ITEM DE TRABALHO: Transcreva sem alterações o trecho do texto sobre Pepe Mujica que começa em "Pepe Mujica deixa" e termina em "nas redes sociais.", incluindo este último.
──────── TEXTO FORNECIDO ────────
Pepe Mujica deixa um legado de integridade, coerência e compromisso com os valores humanos. Sua trajetória inspira líderes e cidadãos ao redor do mundo a repensarem as prioridades da vida e da política, valorizando a simplicidade, a empatia e a justiça social. Como presidente, manteve a simplicidade e as críticas ao consumismo. Em 2013, fez um discurso marcante na ONU, em que criticou o consumismo e a lógica do crescimento econômico sem limites. "Desenvolvimento não é consumir mais. É ser mais feliz com menos", afirmou Mujica. O discurso viralizou nas redes sociais.

Durante seu mandato, implementou políticas progressistas que colocaram o Uruguai na vanguarda social da América Latina, como a legalização do aborto, do casamento entre pessoas do mesmo sexo e da maconha. Mujica também ficou conhecido por doar cerca de 90% de seu salário presidencial para instituições de caridade e viver em sua modesta chácara nos arredores de Montevidéu, recusando os luxos do cargo. Não se mudou para a residência presidencial, continuou morando numa casa modesta, junto com a esposa, Lucía Topolansky, sem empregados domésticos e com pouca segurança. O casal nunca teve filhos.
──────── LISTAGEM FORNECIDA ────────
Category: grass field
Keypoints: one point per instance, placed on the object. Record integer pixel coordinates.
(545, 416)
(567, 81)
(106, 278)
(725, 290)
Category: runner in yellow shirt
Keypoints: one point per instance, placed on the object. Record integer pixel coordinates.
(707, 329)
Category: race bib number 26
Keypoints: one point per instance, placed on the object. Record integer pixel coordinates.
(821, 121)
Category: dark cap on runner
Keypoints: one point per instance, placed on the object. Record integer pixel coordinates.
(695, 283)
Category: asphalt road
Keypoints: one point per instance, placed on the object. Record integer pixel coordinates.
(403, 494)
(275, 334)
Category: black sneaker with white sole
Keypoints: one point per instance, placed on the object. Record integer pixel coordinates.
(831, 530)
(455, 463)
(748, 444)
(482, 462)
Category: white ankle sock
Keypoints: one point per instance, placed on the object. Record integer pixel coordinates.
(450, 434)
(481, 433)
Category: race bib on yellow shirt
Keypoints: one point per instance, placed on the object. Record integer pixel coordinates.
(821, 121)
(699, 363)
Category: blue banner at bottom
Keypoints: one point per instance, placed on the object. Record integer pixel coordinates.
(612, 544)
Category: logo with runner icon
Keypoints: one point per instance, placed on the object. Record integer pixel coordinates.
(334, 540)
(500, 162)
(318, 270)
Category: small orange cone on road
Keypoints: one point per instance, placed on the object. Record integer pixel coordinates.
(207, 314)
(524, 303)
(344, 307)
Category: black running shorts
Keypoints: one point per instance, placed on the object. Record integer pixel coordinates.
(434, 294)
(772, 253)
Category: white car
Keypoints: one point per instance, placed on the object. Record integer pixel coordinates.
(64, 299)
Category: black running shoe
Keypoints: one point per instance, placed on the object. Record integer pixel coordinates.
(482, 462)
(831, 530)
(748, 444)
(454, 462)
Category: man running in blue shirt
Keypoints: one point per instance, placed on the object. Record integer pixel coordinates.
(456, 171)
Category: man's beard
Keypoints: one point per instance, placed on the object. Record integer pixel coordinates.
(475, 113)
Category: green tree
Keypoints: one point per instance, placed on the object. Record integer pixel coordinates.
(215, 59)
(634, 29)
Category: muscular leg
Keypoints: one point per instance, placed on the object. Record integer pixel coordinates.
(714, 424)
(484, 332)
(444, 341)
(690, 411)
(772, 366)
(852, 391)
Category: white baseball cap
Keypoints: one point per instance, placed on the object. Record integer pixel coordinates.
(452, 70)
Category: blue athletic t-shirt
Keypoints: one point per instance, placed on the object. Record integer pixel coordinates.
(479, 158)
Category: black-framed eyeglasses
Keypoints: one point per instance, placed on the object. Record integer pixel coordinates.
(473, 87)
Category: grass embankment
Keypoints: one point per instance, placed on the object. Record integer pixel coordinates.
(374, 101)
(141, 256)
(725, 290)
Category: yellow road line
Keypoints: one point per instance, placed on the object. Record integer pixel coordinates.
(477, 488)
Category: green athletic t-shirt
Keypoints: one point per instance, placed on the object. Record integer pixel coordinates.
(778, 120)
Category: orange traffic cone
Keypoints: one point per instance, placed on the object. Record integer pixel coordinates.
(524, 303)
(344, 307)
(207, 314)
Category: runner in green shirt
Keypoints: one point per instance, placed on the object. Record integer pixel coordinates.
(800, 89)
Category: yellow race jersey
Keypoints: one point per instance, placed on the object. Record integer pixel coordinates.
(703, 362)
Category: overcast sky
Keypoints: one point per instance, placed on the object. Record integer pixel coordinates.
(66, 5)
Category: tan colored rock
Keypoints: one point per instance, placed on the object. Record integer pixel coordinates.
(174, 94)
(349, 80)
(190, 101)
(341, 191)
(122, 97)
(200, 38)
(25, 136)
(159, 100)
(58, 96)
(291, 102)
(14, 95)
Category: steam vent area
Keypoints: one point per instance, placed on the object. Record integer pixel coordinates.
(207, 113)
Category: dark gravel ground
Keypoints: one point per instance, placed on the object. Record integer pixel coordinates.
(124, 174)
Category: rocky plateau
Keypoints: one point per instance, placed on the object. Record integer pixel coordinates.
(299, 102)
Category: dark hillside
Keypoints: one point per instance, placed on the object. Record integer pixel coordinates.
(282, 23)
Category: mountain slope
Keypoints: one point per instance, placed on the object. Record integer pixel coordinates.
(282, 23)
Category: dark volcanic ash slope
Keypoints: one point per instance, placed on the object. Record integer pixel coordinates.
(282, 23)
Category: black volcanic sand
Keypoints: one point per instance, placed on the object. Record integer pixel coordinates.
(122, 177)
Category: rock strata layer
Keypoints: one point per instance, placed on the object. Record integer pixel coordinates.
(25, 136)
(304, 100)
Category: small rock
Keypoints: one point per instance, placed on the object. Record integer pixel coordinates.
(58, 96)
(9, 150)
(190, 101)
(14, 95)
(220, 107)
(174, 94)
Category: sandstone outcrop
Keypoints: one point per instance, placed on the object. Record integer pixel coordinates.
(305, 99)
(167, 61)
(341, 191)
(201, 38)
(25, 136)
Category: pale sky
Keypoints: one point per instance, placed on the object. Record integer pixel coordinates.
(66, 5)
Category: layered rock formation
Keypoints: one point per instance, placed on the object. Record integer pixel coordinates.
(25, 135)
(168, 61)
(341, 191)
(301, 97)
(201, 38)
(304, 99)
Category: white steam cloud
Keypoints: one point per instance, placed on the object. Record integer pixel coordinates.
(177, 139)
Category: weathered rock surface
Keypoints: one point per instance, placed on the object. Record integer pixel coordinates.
────────
RESPOSTA AO PROBLEMA:
Pepe Mujica deixa um legado de integridade, coerência e compromisso com os valores humanos. Sua trajetória inspira líderes e cidadãos ao redor do mundo a repensarem as prioridades da vida e da política, valorizando a simplicidade, a empatia e a justiça social. Como presidente, manteve a simplicidade e as críticas ao consumismo. Em 2013, fez um discurso marcante na ONU, em que criticou o consumismo e a lógica do crescimento econômico sem limites. "Desenvolvimento não é consumir mais. É ser mais feliz com menos", afirmou Mujica. O discurso viralizou nas redes sociais.